Please restate every entry exactly. Leave out the pictures.
◇ ◇ ◇ ◇ ◇ ◇ ◇
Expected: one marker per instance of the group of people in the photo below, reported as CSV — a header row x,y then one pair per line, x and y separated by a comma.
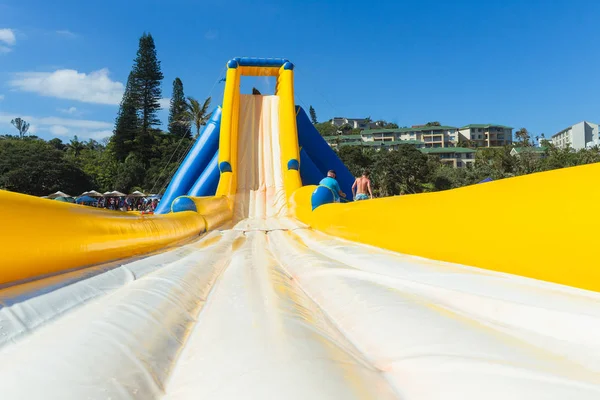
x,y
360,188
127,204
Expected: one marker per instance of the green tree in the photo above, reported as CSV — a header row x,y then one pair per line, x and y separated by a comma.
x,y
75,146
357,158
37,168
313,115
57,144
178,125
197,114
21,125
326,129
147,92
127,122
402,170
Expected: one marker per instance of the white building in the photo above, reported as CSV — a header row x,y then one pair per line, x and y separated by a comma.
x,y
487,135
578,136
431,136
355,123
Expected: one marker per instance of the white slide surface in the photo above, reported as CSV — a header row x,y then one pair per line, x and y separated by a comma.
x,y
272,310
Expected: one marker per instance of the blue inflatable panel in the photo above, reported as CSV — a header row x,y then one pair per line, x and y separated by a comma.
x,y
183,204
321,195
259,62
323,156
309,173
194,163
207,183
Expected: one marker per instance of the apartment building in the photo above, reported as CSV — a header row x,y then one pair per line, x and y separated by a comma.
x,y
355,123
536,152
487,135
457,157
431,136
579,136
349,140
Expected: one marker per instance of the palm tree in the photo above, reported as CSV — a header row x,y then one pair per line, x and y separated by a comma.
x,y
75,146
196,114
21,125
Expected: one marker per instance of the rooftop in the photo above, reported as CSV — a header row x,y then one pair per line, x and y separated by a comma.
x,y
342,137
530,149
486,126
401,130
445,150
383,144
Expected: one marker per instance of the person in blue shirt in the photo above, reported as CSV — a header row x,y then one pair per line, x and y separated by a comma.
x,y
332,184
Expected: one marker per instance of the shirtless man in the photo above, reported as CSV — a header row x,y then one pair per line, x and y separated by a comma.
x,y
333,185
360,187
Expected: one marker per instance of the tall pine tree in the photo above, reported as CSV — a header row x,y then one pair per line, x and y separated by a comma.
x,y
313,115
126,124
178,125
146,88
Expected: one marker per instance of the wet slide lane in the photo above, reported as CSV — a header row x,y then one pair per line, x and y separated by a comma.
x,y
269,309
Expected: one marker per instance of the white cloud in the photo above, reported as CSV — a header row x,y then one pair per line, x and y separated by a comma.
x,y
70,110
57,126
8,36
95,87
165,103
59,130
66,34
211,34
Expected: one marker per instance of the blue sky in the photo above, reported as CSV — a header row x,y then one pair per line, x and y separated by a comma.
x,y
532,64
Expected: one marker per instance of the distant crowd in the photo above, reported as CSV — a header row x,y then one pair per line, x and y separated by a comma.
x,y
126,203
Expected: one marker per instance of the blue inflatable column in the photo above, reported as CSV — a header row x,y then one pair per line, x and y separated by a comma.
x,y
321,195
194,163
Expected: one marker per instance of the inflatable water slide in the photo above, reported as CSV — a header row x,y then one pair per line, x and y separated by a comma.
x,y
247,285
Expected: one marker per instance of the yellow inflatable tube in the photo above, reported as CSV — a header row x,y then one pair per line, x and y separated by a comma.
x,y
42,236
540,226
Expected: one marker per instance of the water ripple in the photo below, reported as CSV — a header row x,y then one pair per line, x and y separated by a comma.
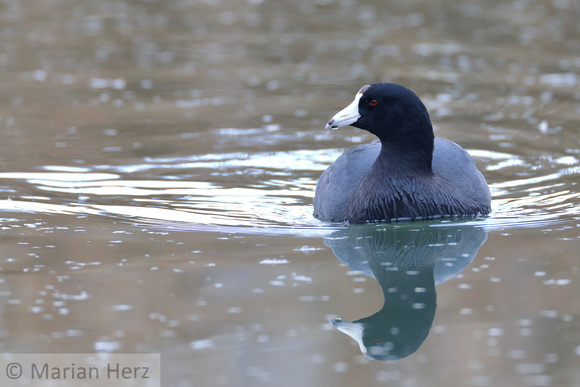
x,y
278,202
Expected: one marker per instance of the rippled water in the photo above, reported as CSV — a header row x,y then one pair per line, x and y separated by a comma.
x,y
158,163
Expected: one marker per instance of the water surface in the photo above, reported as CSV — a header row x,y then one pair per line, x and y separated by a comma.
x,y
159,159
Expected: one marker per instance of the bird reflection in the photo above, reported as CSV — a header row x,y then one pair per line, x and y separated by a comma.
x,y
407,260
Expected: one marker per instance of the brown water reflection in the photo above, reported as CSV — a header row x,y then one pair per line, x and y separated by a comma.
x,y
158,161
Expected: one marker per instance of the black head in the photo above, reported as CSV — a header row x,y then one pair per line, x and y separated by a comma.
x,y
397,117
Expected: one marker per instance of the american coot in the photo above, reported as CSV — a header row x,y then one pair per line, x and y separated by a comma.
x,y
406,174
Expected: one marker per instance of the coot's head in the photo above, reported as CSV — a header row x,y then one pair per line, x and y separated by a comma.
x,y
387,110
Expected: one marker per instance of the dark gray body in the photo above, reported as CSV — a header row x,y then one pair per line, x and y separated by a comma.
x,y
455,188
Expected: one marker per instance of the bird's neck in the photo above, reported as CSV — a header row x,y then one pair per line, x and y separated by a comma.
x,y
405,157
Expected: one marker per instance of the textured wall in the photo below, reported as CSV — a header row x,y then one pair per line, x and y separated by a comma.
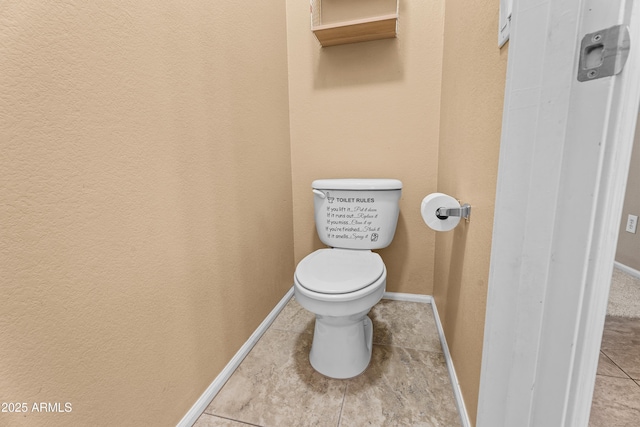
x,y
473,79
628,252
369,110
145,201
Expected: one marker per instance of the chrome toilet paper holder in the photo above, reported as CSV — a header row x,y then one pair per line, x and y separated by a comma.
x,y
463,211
◇ ◇ ◇ ◇ ◇ ◇ ◇
§ COMPLETED EXERCISE:
Expected: one marker per instance of the group of people in the photo below, reported as CSV — a header row x,y then one pair per line, x and y separated by a comma.
x,y
360,188
127,204
Expected: one marker per instance of the green tree in the photo above, reported as CSV — a header row x,y then one pair per line, x and y separated by a comma.
x,y
75,146
357,158
37,168
313,115
57,144
178,125
197,114
21,125
326,129
147,92
127,122
402,170
Expected: one marker per instance of the white building in the photo above, reported as CSV — a header row x,y then one pair per line, x and y separated by a comma.
x,y
487,135
578,136
431,136
355,123
Expected: one marker per instance of the white slide surface in the photo above, reported as CSV — a header row x,y then one pair per line, x and y separated by a comma.
x,y
272,310
Expected: one marker per instance of the blue inflatable panel in the photo above, reported as CSV — a header row x,y then one pair per line, x and y separated by a comma.
x,y
183,204
321,195
259,62
323,156
309,173
194,163
207,183
Expected: one marker per instance of the apartment building in the photo above, reported as CSV — a header row x,y then one pair per line, x and y separated by a comma.
x,y
355,123
536,152
487,135
457,157
431,136
579,136
349,140
Expected: one marker per instance of the palm tree in the photo above, reported as CSV — a header row x,y then one pair per line, x and y separated by a comma.
x,y
75,146
196,114
21,125
Expected: one marker per instance of the rooftop in the photo above, reported as CSV — a header row x,y then one pair per line, x and y separated by a comma.
x,y
342,137
530,149
486,126
401,130
445,150
383,144
Expected: one marker per instance of the person in blue shirt in the photo above, reported as CSV — a header row x,y then one pair per line, x and y separated by a comma.
x,y
332,184
Expected: one marker per instance of the shirtless man in the photo above, reported as CSV — a header row x,y then one pair per line, x and y separated by a comma.
x,y
333,185
360,187
Expected: one marker per instance of the tall pine tree in the photo above, reported as CSV — a header row x,y then one pair per line, x and y separated by a comma.
x,y
313,115
126,124
178,125
146,88
Expected: one marker per instance of the wet slide lane in the photo above, reported as CSV — a header row x,y then one pair per line, x and y separated by a comma.
x,y
269,309
Expected: one marker per instance of the white cloud in the photo above, reported as CSV — a header row x,y then one pair per line, x and y separated by a comma.
x,y
70,110
57,126
8,36
95,87
165,103
59,130
66,34
211,34
Expected: one marker per instance of the blue sky in the photo above, reported as CSV — a header row x,y then one pair per line, x and y separated by a comma.
x,y
532,64
Expected: one marker per instance of the distant crowd in the photo above, reported as CSV — a header row x,y then one pair per line, x and y separated by a comma.
x,y
126,203
Expected: one marker per instance of the blue inflatable column in the photo above, reported as CSV — a header row x,y then one pair per line, x and y separated by a comma.
x,y
321,195
194,163
Expected: one marker per instance of the inflatable water slide in the photo above, reported as CSV — a header row x,y then one pair per line, x and y separated by a comma.
x,y
247,285
Expected: one marker per instance of the yellow inflatable tube in the photo above, reported as CSV — a header row x,y then one pair per line, x and y separated by a comma.
x,y
42,236
540,226
Expected: one marker per instance of the water ripple in the photo below, reported as CSV — a header row x,y then one pair per line, x and y separated by a comma.
x,y
278,202
Expected: one marker per instance of the rippled water in the photo above, reported as CSV — a header row x,y then one pair per line, x and y separated by a comma.
x,y
158,163
Expected: one marker per instance of the water surface in the photo above, reported as CSV — a header row x,y then one pair per line, x and y separated by a comma.
x,y
159,159
Expected: one marker per instance of the bird reflection in the photo above, reported as CSV — a header row x,y then one pair per line, x and y separated by a comma.
x,y
407,260
Expected: one marker per instance of the brown water reflection in the photo above, reported as CSV — a header row x,y then one pair per line, x and y separated by a comma.
x,y
158,161
Expected: one marker per instance of the black head in the photo above, reported as CSV — a header row x,y then one pair per line, x and y separated by a comma.
x,y
397,117
Expected: one marker per instance of the american coot in the photo above, reported as CSV — a header row x,y then one pair per line, x and y separated by a comma.
x,y
406,174
Expected: one marker per instance of the coot's head in the photo above, reported as CSV — a header row x,y then one pair per line, x and y separated by a comma.
x,y
387,110
Expected: one marker per instance of the dark gray body in the photo above, reported as CSV — a header row x,y then one pair per line, x and y separated by a comma.
x,y
455,188
Expected: one marker per instance of the bird's neck in the photo above, reported as CSV — a header row x,y then one pair per line, x and y separated by a comma.
x,y
405,157
Expected: one marker per instance of the textured wall in the photo below, reported as CSV — a header row x,y then one pair per line, x and y separated by a comma.
x,y
473,79
628,252
369,110
145,201
Expected: one marker per instance of the chrome toilet paper holder in the photo above, reported as CSV — a header row x,y then one pair per line, x and y separated by a comma.
x,y
463,211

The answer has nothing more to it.